** Start **

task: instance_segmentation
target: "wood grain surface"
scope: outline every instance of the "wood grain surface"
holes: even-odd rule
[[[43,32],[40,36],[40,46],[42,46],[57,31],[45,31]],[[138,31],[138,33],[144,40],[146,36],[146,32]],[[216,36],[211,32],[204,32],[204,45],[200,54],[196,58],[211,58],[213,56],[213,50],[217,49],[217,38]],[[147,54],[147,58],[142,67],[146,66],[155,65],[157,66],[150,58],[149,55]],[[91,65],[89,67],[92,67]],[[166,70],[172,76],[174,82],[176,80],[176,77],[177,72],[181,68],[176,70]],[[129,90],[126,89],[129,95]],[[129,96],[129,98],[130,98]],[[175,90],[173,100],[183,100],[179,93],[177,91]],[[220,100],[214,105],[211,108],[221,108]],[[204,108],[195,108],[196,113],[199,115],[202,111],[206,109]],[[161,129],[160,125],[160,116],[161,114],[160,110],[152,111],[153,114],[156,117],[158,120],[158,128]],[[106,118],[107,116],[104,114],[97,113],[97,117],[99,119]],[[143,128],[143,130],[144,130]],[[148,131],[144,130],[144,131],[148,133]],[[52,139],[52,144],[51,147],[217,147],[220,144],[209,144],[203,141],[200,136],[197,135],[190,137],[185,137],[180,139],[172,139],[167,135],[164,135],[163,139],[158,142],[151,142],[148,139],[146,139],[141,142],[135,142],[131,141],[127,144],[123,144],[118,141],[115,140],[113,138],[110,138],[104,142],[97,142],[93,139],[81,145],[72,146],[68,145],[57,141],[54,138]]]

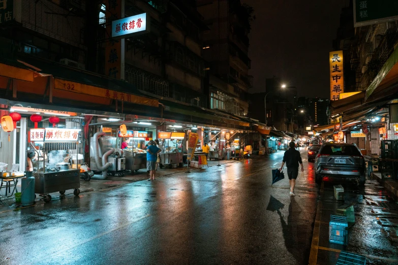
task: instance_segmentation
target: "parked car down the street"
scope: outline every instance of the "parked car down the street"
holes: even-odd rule
[[[313,145],[308,148],[308,161],[315,159],[322,145]]]
[[[365,183],[365,159],[358,147],[350,144],[326,144],[321,147],[315,160],[315,181],[325,177],[354,180]]]

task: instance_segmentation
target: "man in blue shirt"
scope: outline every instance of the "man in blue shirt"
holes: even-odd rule
[[[158,154],[162,150],[155,145],[155,142],[153,140],[150,140],[148,143],[148,147],[146,149],[146,170],[149,172],[150,176],[148,181],[155,180],[155,173],[156,173],[156,160],[158,159]]]

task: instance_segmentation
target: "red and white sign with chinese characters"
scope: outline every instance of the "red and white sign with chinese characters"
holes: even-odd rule
[[[76,142],[79,140],[80,130],[58,128],[30,129],[29,134],[30,142]]]
[[[150,22],[146,13],[112,21],[112,38],[127,38],[148,31]]]

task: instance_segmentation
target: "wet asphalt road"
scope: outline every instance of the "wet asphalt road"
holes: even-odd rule
[[[0,213],[0,264],[308,263],[318,189],[301,149],[295,197],[287,176],[271,186],[280,151]]]

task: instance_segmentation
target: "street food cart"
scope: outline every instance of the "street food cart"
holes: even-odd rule
[[[44,202],[51,201],[49,193],[52,192],[59,191],[63,194],[66,190],[74,189],[75,196],[80,193],[80,170],[71,169],[72,158],[81,151],[79,150],[80,131],[80,129],[30,129],[30,147],[41,161],[38,162],[37,171],[33,173],[35,193],[43,194]],[[40,147],[41,152],[37,150],[37,146]]]
[[[132,172],[146,168],[146,151],[138,148],[124,149],[126,169]]]
[[[172,167],[183,167],[182,162],[182,140],[185,138],[185,132],[162,131],[158,134],[160,148],[159,154],[161,169],[168,166]]]

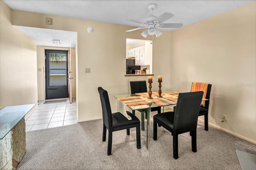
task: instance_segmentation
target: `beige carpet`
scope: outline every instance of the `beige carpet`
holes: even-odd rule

** End **

▶ **What is required**
Extract every line of the records above that contains the word "with".

▶ **Exercise result**
target: "red and white sign with chinese characters"
scope: outline every instance of the "red and white sign with chinese characters"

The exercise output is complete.